Listed entries —

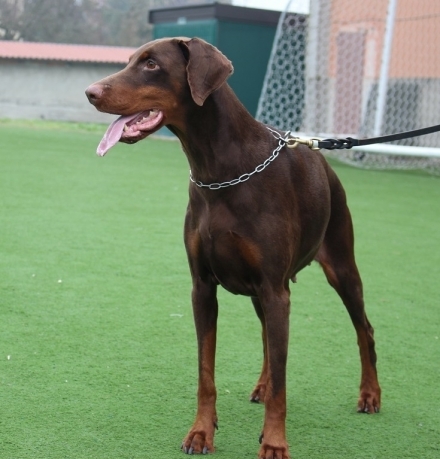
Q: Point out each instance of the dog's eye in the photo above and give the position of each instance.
(150, 64)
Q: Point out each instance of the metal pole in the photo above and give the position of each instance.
(383, 77)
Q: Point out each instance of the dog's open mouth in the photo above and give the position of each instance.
(130, 129)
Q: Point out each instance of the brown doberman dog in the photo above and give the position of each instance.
(258, 213)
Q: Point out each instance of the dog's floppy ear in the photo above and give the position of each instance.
(207, 68)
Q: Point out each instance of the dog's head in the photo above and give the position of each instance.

Work required — Rewrite the listing from the line with "Q: Point out each instance of the dog's open" through its end, replacing "Point out" with "Mark" and changing nothing else.

Result of the task —
Q: Mark each instance of the dog's open mouth in the photo above and give the position of each instance.
(130, 129)
Q: Mark each instance of the brown doberman dog in the photo above and give the position of each instance.
(258, 213)
Q: Mark each instance of the dog's floppy ear in the photo above and give the position of each instance.
(207, 68)
Q: Mark each instance of the dog's head in the photo above and give the position of each instance.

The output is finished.